• _Exercise objective_: When a line of the entries contains the word "below", report that line.

• _Entries provided_:
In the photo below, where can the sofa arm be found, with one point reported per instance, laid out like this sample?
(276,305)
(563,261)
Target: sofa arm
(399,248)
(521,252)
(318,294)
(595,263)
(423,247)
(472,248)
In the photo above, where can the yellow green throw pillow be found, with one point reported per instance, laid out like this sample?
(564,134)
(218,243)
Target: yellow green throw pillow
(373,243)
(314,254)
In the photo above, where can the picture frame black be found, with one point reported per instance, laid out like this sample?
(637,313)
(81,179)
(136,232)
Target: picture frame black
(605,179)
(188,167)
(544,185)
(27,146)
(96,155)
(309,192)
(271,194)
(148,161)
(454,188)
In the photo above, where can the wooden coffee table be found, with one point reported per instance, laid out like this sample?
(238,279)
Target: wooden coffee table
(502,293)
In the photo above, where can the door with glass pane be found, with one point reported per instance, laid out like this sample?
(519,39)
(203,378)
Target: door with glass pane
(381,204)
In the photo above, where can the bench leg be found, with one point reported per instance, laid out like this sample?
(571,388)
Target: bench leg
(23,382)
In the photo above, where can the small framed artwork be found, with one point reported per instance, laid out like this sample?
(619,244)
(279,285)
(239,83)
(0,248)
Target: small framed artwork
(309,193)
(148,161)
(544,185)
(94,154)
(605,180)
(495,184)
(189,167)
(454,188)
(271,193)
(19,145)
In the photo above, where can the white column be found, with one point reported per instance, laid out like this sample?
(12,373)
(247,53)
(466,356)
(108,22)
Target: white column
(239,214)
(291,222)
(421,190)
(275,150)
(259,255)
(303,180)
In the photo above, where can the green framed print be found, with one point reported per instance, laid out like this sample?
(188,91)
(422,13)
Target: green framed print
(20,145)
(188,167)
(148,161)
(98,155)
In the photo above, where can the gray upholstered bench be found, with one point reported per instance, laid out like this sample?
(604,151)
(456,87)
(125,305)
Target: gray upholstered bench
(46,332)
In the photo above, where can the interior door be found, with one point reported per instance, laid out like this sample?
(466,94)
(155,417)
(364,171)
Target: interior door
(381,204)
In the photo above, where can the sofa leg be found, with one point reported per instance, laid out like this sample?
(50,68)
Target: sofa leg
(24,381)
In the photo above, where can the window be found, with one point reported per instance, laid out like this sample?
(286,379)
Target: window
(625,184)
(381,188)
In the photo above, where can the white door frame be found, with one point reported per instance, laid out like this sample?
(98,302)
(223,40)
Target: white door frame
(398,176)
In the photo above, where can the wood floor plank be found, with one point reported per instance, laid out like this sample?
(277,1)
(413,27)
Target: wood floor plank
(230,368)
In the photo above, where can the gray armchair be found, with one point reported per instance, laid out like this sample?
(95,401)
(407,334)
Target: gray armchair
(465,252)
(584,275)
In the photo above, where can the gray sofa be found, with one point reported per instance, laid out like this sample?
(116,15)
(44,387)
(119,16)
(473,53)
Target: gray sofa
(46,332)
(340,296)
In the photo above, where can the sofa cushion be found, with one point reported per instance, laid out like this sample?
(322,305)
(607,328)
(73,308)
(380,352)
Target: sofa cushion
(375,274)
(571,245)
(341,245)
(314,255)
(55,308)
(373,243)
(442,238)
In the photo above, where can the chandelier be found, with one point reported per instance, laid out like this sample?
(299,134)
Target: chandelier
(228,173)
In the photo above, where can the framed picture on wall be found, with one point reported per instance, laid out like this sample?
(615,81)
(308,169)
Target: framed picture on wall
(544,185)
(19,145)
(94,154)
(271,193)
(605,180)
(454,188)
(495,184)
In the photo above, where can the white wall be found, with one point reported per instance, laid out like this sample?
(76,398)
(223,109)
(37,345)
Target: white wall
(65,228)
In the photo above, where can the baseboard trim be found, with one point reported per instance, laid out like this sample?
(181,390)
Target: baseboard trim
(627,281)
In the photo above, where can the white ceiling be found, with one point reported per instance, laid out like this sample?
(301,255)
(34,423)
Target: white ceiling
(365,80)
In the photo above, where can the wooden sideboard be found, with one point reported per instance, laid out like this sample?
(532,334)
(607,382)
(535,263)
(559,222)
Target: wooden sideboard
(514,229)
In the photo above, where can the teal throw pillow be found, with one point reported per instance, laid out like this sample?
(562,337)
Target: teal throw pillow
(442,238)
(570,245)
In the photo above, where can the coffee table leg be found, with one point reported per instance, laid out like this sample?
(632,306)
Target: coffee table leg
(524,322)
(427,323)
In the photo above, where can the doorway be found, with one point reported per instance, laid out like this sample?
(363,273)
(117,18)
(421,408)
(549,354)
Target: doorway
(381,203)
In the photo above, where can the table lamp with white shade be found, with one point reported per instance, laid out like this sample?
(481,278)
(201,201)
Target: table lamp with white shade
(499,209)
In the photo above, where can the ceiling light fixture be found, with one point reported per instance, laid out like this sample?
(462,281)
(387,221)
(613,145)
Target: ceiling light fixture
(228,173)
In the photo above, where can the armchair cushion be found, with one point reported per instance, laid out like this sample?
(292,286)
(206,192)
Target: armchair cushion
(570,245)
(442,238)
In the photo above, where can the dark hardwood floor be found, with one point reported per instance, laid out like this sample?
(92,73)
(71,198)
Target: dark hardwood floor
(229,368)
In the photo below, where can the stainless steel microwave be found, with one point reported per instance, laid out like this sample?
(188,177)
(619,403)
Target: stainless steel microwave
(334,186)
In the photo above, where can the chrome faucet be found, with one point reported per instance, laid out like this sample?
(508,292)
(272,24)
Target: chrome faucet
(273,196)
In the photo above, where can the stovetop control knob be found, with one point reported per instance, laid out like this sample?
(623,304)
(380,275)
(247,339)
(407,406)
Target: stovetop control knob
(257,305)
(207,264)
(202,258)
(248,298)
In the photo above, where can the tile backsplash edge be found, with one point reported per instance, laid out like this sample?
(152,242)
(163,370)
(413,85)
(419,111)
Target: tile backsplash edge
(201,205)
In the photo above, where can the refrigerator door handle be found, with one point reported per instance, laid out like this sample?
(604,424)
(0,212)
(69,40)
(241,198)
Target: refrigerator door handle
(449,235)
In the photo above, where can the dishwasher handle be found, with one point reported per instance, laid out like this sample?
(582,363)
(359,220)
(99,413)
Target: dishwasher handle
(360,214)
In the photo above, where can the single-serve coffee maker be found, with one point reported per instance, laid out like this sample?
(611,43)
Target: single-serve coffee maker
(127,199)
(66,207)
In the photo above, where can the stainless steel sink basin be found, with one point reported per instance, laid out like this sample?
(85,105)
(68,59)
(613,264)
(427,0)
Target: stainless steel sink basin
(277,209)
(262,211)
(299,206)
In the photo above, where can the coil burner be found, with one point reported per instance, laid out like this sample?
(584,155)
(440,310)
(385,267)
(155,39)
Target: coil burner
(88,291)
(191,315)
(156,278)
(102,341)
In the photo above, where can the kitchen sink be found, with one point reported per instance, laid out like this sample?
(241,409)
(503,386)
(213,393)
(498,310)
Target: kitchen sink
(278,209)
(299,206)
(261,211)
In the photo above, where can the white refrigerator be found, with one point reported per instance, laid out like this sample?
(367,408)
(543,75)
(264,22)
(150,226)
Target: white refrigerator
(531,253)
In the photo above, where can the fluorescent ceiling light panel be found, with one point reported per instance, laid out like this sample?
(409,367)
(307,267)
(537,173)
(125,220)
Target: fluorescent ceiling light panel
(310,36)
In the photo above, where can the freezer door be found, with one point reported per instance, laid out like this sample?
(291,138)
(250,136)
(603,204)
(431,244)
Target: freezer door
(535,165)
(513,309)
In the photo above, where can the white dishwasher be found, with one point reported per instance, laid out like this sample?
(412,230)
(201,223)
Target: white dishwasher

• _Answer to the problem_:
In the photo below, where can the sofa arm be found, with one point reported per instance, laid out like this sample?
In the photo below, where can the stainless steel microwave be found, with one point reported per instance, laid out like this sample?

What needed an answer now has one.